> [ZADANIE DO WYKONANIA] Przeskaluj część materiału od jego początku do wiersza zawierającego „x=480, y=244”, włącznie z oboma krańcami, i przepisz tylko te wiersze razem z poleceniami. W odpowiedziach każdą współrzędną x i y pomnóż przez 0,8 i zaokrąglij do liczby całkowitej, połówki w górę, a liczby w poleceniach i wzorach formatu zostaw bez zmian.

> [MATERIAŁ DO ZADANIA]
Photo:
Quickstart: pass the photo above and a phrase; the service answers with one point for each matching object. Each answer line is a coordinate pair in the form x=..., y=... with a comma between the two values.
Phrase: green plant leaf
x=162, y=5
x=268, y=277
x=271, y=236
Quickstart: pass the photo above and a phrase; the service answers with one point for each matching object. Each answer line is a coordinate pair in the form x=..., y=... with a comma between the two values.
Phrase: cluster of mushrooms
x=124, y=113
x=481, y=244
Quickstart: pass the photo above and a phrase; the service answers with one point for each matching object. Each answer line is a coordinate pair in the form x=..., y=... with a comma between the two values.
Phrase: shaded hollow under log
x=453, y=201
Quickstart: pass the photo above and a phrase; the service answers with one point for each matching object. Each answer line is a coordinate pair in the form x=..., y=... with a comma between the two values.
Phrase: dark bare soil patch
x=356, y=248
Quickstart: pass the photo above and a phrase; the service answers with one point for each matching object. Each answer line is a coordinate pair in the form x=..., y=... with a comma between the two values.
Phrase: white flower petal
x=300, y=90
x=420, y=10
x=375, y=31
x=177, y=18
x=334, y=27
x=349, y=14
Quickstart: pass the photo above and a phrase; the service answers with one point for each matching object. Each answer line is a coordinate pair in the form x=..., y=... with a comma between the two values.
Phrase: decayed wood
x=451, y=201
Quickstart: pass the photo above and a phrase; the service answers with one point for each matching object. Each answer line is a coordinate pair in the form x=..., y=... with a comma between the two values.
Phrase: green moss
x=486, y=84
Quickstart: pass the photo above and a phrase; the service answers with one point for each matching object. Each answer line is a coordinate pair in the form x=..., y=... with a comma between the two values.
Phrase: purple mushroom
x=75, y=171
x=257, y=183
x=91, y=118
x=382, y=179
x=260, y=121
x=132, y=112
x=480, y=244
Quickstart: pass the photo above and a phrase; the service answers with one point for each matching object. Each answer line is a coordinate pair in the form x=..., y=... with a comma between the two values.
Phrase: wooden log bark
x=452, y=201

> [ODPOWIEDŹ PONIŻEJ]
Photo:
Quickstart: pass the photo above and a phrase; the service answers with one point for each matching object. Each answer line is a coordinate pair in the form x=..., y=... with a comma between the two values.
Phrase: green plant leaf
x=130, y=4
x=214, y=222
x=217, y=189
Quickstart: pass the photo above and a phrase; the service answers with one point for each matching object. Each answer line is a coordinate pair in the form x=..., y=... with a comma between the two values.
Phrase: cluster of mushrooms
x=99, y=90
x=385, y=195
Quickstart: pass the photo above and a phrase; the service answers with one point for each matching object. Each answer line is a coordinate pair in the form x=..., y=... with a comma between the two values.
Phrase: shaded hollow under log
x=362, y=161
Quickstart: pass the photo above and a phrase; the service answers with one point for each matching object. Each answer line is a coordinate pair in the form x=..., y=... with a comma between the two values.
Phrase: dark bare soil patch
x=285, y=198
Quickstart: pass the photo above and a phrase; the service answers with one point for each matching object. Each answer line is a coordinate pair in the form x=..., y=... with a comma between the two values.
Phrase: white flower petal
x=240, y=72
x=336, y=8
x=300, y=25
x=142, y=14
x=267, y=22
x=279, y=11
Quickstart: pass the photo above and a phrase; the service answers with one point for each matching object. Each answer line is a coordinate pair in the form x=..., y=... with a comma between the two values.
Phrase: decayed wood
x=361, y=161
Quickstart: pass the photo above and a phrase; the service answers with one point for each matching object. Each answer line is a coordinate pair in the form x=..., y=... with a comma between the two values.
Phrase: green moss
x=389, y=67
Quickstart: pass the photo above and a phrase; the service answers with one point for each matching object. Each answer line is a coordinate pair in the form x=..., y=... with a comma between the two values.
Phrase: purple mushroom
x=60, y=137
x=206, y=146
x=73, y=94
x=306, y=143
x=208, y=97
x=106, y=90
x=384, y=195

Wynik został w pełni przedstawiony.